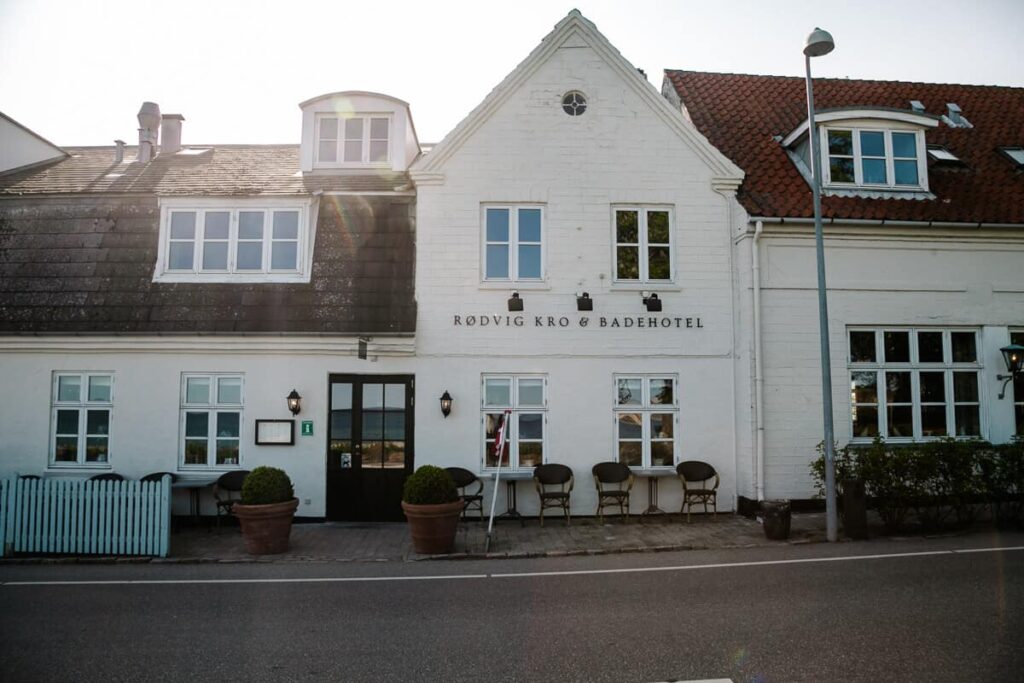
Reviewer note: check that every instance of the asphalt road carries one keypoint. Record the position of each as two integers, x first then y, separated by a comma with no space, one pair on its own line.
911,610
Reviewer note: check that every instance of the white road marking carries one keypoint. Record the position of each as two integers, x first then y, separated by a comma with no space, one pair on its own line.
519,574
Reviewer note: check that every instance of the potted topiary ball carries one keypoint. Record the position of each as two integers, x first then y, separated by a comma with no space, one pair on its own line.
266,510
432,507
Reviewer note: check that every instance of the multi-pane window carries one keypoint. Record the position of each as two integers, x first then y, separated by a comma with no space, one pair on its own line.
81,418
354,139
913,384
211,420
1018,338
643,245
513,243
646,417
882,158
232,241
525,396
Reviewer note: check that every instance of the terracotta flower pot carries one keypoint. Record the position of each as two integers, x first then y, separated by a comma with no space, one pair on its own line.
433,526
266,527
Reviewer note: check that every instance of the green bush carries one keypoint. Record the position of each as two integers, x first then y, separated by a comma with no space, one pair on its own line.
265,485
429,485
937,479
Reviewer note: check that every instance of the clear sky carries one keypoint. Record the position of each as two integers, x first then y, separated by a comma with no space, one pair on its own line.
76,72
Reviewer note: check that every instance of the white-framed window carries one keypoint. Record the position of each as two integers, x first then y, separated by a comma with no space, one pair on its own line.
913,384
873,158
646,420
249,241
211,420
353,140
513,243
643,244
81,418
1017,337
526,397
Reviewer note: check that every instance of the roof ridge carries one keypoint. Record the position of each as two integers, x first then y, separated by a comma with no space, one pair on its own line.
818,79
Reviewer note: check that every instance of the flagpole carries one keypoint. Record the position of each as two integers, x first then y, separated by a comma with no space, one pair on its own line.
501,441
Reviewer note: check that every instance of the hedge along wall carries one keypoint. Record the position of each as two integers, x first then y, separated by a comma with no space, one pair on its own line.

++++

WHAT IS EXPECTED:
Please retype the data exactly. The pictures do not go in.

ANSWER BOX:
Reviewer note: check that every instance of the asphalt road carries one keypoint. Record the position of each as two integers, x first then y, separated by a comma with no space, one pair on its own line.
911,610
Reviewer note: check that every instance of the white road marking carries one keypoint. Record the position of each as two integers, x first then y, separated by a comma with no space, one pair on its own line.
519,574
Reviewer note: check that every instance of the potted topiary ball carries one keypoint. Record the position of each as two integers, x first then y, separated by a comma with no space, one pair on its own line.
266,510
432,507
Reviewer note: check that every instance of the multi-pane window carries one keypoint. Record the position of each as two integers, x first then y, separated by a comma with no space, one pair on its own line.
81,418
354,139
913,384
211,420
1018,338
643,245
513,243
646,417
882,158
232,241
525,396
Reviewer note: check that every instance of the terracotta flower pot carries one keypoint. Record the position of each as two integers, x first then y, separated by a comma with no space, one pair on its own line.
433,526
266,527
Reviewer note: check that every instance of the green bush carries one keypoint. Record the position of each as two integers, x first then y, separated by a comma with no space, one pair on its own line.
265,485
429,485
937,479
Reviewer note: check that every instance of the clear sky carries one keypoint. Record the position of each as two integers, x first then y, separated by a comma with no space, one pair on its own line.
76,72
Reviewer note: check that every instance of the white-framed window carries one keypoint. Record the position of each as two integers, x first then y, separated by a comma with no space, one pair on its own line.
913,384
873,158
646,420
249,241
211,420
353,140
513,243
643,244
81,418
1017,337
526,397
Reviewer note: check that every instance of the roof ridge carries one keypoint. Record the position of each as two integers, x first then y, separated by a comma with no space, one pair on its own line.
818,79
Reviewer note: check that every instance of the flagpole carries one keypoint. Record the position of each as two integers, x first then y, separated by a comma with no space, one pair on its own line.
501,441
Reviewer note: check that every instance of the hedge along wall carries one keypoint. Record the position of each as two integers, x first then y, separated by a comma with no space, one pair on its own line.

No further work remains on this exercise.